How comfortable? Pretty darn comfortable.

"Time will tell, obviously," said Red Sox Chief Baseball Officer Chaim Bloom on a Wednesday night Zoom call with the media. "There’s a lot of unknowns with anything in the draft but I think we have to focus first and foremost on the process we have and with respect to the evaluation ability of the guys here when it comes to high school hitters I’d put them up against anybody in the industry so we felt really good about the process and recognizing there’s always unknown with the draft. I think you have to stick with your own process rather than focusing on outside opinions."

"Quite honestly, I think at least our perception of the industry’s interest in him didn’t match the public perception," added Red Sox Amateur Scouting Director Paul Toboni on the same call.

It is a perception that was born from that first meeting in Stockton.

Labandeira kept the conversations going with Yorke. The middle infielder had his bumps in the road -- having to live life as a designated hitter his junior year due to shoulder surgery -- but the momentum never stopped when it came to the Red Sox' interest in the righty hitter.

Yorke would play in seven high school games before the COVID-19 shutdown, with Toboni getting a chance to witness five of them. The scouting boss was getting a chance to see what Labandeira had been telling him about.

"His junior year I went to a game on purpose. I showed up and he homered at the game I was there. I joked with him, saying, ‘I know you were swinging for the fences because I was videotaping you.’ He just chuckled and laughed," the Sox scout said. "From that point on I spent a lot of time with him. He’s the kind of kid where it’s like talking to one of your buddies, like your teammates. He’s just really easy to talk to. He’s very mature for his age.

"I can’t say enough about his makeup and what drives him on a daily basis. The kid wants to be a good player and is going to be a good player. It’s just how his mind works. He’s one of the best hitters I have had in the area since I started scouting. He’s a difference-maker in my opinion and that’s what you’re looking for at the top, a kid who is going to be able to swing the bat, control the strike zone and provide some power. He’s just going to be a very good player."

The ultimate sign of faith in Yorke of course came Wednesday night.

Dataset entries:
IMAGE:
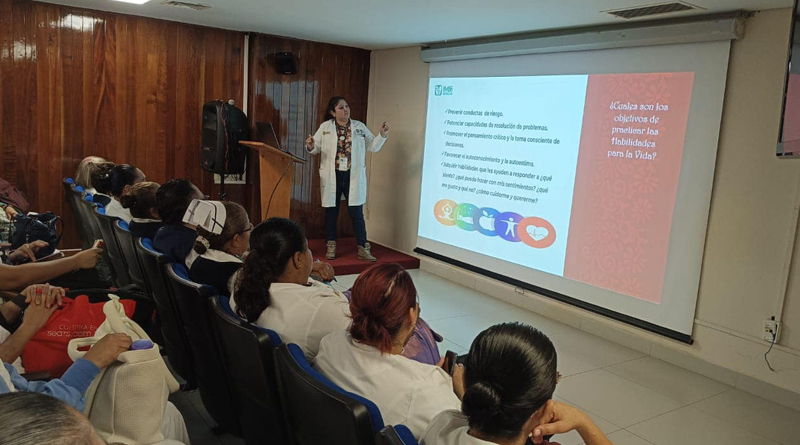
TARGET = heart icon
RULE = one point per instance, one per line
(537, 233)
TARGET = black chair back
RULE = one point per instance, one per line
(74, 196)
(127, 245)
(88, 218)
(249, 353)
(118, 266)
(316, 410)
(213, 380)
(176, 344)
(395, 435)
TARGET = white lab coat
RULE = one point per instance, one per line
(406, 391)
(325, 142)
(450, 428)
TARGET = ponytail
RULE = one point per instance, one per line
(272, 245)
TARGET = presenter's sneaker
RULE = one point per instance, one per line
(331, 252)
(364, 253)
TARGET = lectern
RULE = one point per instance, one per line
(276, 170)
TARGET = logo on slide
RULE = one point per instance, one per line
(443, 90)
(510, 226)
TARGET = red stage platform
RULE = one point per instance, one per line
(347, 262)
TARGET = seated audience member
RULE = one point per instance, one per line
(274, 289)
(118, 183)
(97, 173)
(142, 204)
(509, 379)
(176, 238)
(367, 359)
(223, 236)
(36, 419)
(16, 277)
(40, 302)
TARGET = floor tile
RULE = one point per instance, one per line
(759, 416)
(690, 426)
(621, 401)
(669, 380)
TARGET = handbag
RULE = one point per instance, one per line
(78, 317)
(126, 401)
(35, 227)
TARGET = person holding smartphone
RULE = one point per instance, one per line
(509, 378)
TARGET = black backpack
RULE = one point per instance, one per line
(34, 227)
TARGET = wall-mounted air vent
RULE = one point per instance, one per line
(195, 6)
(651, 10)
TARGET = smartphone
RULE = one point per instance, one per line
(449, 364)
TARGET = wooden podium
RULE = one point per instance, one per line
(276, 170)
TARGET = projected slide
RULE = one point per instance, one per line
(573, 175)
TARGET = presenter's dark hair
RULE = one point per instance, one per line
(272, 244)
(510, 374)
(118, 177)
(379, 304)
(331, 109)
(29, 418)
(173, 198)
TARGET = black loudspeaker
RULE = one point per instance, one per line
(224, 126)
(285, 63)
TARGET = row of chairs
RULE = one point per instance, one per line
(251, 383)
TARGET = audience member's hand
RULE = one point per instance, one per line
(106, 351)
(458, 381)
(28, 251)
(44, 293)
(36, 316)
(88, 258)
(323, 270)
(559, 418)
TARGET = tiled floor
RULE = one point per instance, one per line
(635, 399)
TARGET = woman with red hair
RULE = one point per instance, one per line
(367, 359)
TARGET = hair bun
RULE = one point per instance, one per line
(481, 399)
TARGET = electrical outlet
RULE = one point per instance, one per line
(771, 327)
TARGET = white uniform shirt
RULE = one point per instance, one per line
(114, 208)
(406, 391)
(304, 314)
(450, 428)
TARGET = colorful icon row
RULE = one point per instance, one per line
(533, 231)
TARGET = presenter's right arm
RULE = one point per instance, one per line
(314, 143)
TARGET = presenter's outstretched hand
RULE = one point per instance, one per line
(310, 143)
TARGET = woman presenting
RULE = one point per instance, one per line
(343, 143)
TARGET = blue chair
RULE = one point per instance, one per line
(395, 435)
(213, 379)
(74, 195)
(249, 353)
(318, 411)
(176, 343)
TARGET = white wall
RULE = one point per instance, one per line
(752, 225)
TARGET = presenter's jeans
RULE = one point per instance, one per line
(356, 212)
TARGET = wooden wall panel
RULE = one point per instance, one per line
(294, 105)
(75, 82)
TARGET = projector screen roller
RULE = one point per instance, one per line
(577, 183)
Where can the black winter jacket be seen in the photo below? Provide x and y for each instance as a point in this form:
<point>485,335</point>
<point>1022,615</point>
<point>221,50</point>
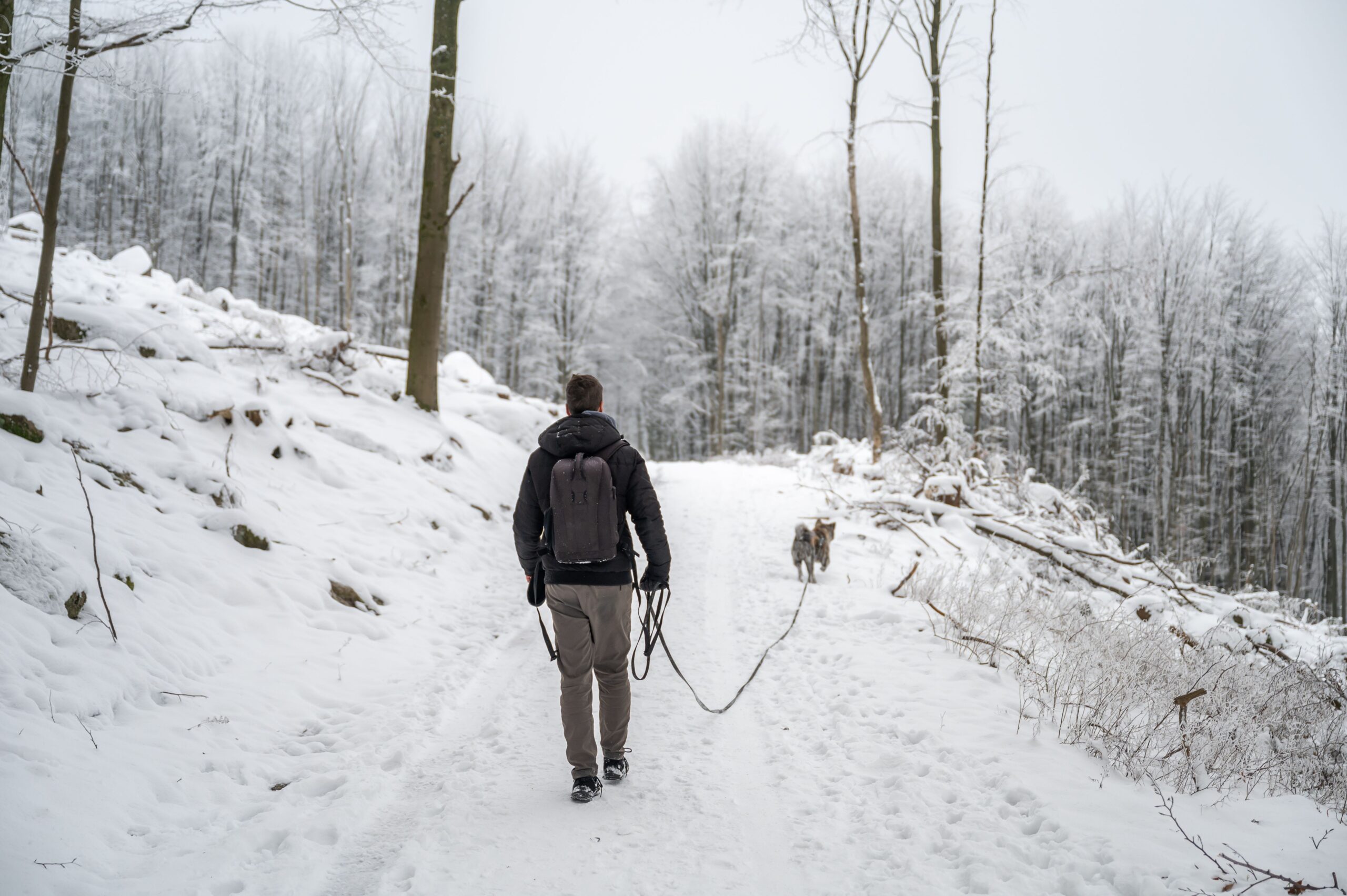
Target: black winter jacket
<point>590,434</point>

Brief A:
Answer these questions using the excerpt about Yorke and the Red Sox:
(i) What title does Chaim Bloom hold?
(ii) How many high school games did Yorke play before the COVID-19 shutdown, and how many of them did Toboni see?
(iii) What caused Yorke to play as a designated hitter in his junior year?
Brief B:
Continue the excerpt about Yorke and the Red Sox, starting right after its final sentence.

Expected answer A:
(i) Red Sox Chief Baseball Officer
(ii) Yorke played seven games, and Toboni saw five of them.
(iii) Shoulder surgery

Expected answer B:
With plenty of higher-profile high school and college names still on the board, the Red Sox shocked the baseball world. Yorke, who had been slated to enroll at the University of Arizona before coming to a financial arrangement with the Sox for a deal under the slot price of $3.61 million -- ("Once their requirements hit my requirements it was kind of just an opportunity to jump on and go play ball for them," he said on a Zoom call Wednesday night) -- was being identified as a big part of the Red Sox' future.

"Deep down inside I really hope we were going to take him at 17 but when we actually called his name … I was really surprised. I had no clue we were going to take him at 17," Labandeira said. "I knew I had put us in a position for us to scout him to take him at 17. The kid just lived up to the hype with everything I said about him. When Paul got around him he saw a lot of things I saw, and not just the tools."

"I remember working him out sometime in December and he was driving away and I asked him if he was going to get something to eat and he was leaving the park and going straight to the Christmas tree lot til midnight then he was going to study and sleep and wake up and do it all over again," Toboni remembered. "Just a blue-collar baseball rat, the type of kid that from the time he was 6 years old was riding his bicycle with his two brothers to the park and they were throwing batting practice to each other for hours on end. Then just the type of kid he is. You talk to the athletic director at the school and his teachers and what he does for the students who maybe aren’t athletes or aren’t involved in much socially and him going out of his way to help those kids, we kept hearing it from so many different angles and it’s so easy to see when you talk to the kids. He’s a really special kid."